- Given problem A -
Copy the passage on regression imputation word for word, starting at "Python Code: Specific" and ending at "to inaccurate imputations.".
- Given problem B -
In the passage on regression imputation, what can poorly fitted models lead to?
- Given problem C -
Write the next part of the passage on regression imputation, continuing from its final sentence.

- Text segment -
....
Consider Computational Cost: KNN can be computationally expensive, especially for large datasets with many missing values.
Regression Imputation:#
Use when: The missingness is MAR (Missing at Random) and can be predicted using other variables in the dataset.
How to Implement Regression Imputation#
Principle: This technique involves using regression models to predict the missing values based on other, related variables.
Steps:
Develop a regression model using variables that do not have missing values as predictors.
Use this model to predict the missing values in the target variable.
Python Code: Specific implementation depends on the dataset and choice of regression model (e.g., Linear Regression, Logistic Regression).
Best Practices for Regression Imputation#
Avoid Using Imputed Variable as a Predictor: Do not use the variable for which values are imputed as a predictor in the same model to avoid introducing bias.
Model Selection: The choice of regression model should be based on the nature of the data and the relationship between variables.
Evaluate Model Fit: Ensure the regression model adequately fits the data. Poorly fitted models can lead to inaccurate imputations.
Multiple Imputation Consideration: For more robust results, consider multiple imputation, where the process is repeated multiple times, and the results are averaged.
....
- Listing -
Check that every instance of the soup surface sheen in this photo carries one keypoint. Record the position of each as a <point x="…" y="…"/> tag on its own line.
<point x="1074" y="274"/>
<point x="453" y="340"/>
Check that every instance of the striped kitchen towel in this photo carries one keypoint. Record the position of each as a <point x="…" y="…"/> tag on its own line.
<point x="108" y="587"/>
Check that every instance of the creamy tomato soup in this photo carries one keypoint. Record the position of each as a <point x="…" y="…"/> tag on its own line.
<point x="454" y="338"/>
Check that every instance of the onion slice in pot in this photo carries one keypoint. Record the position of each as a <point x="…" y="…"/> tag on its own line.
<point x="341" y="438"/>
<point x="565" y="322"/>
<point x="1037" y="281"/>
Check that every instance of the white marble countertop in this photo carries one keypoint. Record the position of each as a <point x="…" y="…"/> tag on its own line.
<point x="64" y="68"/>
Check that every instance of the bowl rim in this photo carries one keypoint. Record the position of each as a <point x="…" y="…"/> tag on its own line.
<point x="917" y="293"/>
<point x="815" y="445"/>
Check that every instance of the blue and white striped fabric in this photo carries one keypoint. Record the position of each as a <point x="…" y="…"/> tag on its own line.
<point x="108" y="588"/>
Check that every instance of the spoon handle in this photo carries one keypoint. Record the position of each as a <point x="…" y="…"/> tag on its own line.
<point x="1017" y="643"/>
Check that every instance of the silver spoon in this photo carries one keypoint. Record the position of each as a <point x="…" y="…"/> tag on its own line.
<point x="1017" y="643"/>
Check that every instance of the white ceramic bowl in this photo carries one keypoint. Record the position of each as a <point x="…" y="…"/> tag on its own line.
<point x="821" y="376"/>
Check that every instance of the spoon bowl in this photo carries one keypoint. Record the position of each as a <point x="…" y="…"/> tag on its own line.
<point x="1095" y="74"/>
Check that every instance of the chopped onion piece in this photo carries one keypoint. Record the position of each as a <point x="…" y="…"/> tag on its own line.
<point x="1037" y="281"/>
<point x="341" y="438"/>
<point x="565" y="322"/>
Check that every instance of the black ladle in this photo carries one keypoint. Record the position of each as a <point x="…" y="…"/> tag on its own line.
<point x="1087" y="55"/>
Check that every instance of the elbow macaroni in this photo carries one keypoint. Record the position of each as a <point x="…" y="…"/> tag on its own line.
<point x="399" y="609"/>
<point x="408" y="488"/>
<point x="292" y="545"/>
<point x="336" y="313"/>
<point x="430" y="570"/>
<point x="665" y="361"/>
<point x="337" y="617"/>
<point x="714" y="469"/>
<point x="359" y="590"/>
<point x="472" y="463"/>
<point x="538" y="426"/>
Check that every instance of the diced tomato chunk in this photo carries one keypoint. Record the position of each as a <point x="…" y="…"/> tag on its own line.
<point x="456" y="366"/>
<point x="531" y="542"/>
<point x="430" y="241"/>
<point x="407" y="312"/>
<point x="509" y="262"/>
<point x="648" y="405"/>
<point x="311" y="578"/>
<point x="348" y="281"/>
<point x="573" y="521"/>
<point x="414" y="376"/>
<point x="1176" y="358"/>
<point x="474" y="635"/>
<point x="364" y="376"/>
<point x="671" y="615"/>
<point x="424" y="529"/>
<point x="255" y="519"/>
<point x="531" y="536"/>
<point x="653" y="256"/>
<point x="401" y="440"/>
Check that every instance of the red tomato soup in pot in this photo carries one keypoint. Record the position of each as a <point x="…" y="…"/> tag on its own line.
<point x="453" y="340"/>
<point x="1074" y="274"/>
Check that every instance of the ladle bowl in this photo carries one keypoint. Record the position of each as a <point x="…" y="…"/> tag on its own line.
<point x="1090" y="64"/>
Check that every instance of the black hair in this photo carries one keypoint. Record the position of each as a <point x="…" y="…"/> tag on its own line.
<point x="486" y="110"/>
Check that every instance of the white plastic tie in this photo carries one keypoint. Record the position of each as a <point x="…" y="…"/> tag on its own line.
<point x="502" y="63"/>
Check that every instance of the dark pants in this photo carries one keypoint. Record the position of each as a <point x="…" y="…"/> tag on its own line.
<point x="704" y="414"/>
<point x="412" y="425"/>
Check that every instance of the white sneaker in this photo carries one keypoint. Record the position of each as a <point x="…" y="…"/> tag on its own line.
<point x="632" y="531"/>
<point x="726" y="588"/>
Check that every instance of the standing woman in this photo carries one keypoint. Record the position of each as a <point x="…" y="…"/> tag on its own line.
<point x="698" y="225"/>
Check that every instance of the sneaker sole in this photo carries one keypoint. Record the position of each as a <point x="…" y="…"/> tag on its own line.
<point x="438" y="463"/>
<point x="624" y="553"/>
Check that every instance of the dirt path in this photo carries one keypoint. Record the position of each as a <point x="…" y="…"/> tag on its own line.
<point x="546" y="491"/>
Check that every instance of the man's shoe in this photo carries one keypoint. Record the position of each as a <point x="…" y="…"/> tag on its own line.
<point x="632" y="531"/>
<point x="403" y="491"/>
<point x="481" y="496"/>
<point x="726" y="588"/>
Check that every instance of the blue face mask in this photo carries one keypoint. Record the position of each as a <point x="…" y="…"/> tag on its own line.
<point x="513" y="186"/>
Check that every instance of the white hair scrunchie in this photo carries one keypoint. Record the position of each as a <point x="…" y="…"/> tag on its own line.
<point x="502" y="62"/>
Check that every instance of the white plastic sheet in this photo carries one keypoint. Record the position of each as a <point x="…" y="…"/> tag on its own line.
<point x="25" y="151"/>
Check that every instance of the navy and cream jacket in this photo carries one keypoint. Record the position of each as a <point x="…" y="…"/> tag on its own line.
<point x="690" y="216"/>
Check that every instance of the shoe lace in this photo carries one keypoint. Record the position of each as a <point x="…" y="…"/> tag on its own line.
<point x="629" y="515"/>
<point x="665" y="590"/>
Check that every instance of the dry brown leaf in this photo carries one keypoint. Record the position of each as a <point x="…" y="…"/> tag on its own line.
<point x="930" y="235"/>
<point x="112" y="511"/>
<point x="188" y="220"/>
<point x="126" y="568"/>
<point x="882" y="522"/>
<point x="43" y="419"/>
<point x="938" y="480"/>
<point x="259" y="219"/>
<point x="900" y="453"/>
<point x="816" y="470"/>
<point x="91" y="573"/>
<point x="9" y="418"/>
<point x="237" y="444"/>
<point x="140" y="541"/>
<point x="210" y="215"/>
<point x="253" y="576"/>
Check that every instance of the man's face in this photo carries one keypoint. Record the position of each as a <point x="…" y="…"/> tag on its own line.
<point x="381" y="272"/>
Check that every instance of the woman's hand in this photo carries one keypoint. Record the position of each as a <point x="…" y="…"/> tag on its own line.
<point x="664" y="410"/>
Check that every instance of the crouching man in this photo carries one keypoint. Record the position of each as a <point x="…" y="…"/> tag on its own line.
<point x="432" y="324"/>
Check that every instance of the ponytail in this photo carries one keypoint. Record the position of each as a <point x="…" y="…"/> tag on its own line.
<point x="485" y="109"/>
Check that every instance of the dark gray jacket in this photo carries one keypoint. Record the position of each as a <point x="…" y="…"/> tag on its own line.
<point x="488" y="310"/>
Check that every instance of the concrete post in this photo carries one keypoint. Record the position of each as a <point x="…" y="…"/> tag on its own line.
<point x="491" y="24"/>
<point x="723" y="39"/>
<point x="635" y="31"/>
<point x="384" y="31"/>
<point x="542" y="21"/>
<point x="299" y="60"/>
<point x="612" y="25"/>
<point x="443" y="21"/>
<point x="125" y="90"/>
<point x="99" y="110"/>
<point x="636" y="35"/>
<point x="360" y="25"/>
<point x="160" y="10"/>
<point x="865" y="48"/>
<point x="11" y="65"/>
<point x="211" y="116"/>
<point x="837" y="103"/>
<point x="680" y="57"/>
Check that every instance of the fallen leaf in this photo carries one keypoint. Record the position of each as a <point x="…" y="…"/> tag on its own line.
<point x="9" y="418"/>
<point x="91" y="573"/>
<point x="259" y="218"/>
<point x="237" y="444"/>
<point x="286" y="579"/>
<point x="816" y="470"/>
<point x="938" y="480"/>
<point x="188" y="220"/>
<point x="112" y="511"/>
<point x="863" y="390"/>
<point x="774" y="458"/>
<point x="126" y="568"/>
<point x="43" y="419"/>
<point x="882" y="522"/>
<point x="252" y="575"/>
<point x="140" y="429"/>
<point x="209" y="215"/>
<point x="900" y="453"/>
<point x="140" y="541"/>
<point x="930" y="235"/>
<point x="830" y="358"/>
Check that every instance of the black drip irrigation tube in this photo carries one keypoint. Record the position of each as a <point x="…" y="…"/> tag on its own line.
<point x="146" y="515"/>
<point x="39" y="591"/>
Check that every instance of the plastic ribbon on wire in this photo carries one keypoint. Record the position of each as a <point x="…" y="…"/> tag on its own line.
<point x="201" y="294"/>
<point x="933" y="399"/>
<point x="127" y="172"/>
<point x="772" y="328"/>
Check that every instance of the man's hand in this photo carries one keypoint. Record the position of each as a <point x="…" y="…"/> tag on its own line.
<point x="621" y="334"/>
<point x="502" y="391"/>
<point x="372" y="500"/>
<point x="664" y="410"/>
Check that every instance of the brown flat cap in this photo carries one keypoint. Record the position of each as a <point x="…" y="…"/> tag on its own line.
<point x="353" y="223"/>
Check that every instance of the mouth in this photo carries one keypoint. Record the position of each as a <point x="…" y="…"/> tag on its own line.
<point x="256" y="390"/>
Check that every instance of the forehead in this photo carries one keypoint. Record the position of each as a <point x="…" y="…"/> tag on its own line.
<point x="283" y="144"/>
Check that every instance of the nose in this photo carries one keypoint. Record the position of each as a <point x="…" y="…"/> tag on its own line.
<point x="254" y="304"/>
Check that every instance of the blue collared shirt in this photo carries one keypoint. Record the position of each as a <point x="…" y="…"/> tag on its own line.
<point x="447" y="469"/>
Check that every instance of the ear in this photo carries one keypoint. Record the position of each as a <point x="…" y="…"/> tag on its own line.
....
- Exercise answer A -
Python Code: Specific implementation depends on the dataset and choice of regression model (e.g., Linear Regression, Logistic Regression).
Best Practices for Regression Imputation#
Avoid Using Imputed Variable as a Predictor: Do not use the variable for which values are imputed as a predictor in the same model to avoid introducing bias.
Model Selection: The choice of regression model should be based on the nature of the data and the relationship between variables.
Evaluate Model Fit: Ensure the regression model adequately fits the data. Poorly fitted models can lead to inaccurate imputations.

- Exercise answer B -
Inaccurate imputations.

- Exercise answer C -
Step 4: Handling MNAR Data (Missing Not at Random)#
Approach#
When dealing with Missing Not at Random (MNAR) data, the missingness is related to the unobserved data itself. This type of missing data requires more sophisticated approaches, such as data augmentation or model-based methods.
Data Augmentation Methods#
Principle: Data augmentation involves artificially creating data points based on the characteristics of the existing dataset.
Usage: It can be used when the pattern of missingness provides information that can be modeled.
Model-Based Methods#
Principle: These methods involve building statistical models that directly account for the mechanism of missingness.
Usage: Commonly used in scenarios where the reasons for missingness are complex and intertwined with the unobserved values.
Example Code: Handling MNAR Data Using Model-Based Approach#
from sklearn.experimental import enable_iterative_imputer
from sklearn.impute import IterativeImputer
import numpy as np
from sklearn.linear_model import BayesianRidge
#Using Iterative Imputer with BayesianRidge estimator
iterative_imputer = IterativeImputer(estimator=BayesianRidge(), missing_values=np.nan, max_iter=10, random_state=0)
#Assuming 'titanic_data' has some MNAR data
titanic_data_imputed = iterative_imputer.fit_transform(titanic_data)
#Replace original data with imputed data
titanic_data = pd.DataFrame(titanic_data_imputed, columns=titanic_data.columns)
Best Practices for Handling MNAR Data#
Model Selection: The choice of the model should align with the assumed mechanism of missingness. For instance, Bayesian models can incorporate prior beliefs about the missingness.
Multiple Imputation: It’s often recommended to use multiple imputation techniques, which involve creating several imputed datasets and combining the results, to account for the uncertainty in the imputation process.
Domain Knowledge: Integrating domain knowledge is crucial to understand and model the reasons behind the missingness effectively.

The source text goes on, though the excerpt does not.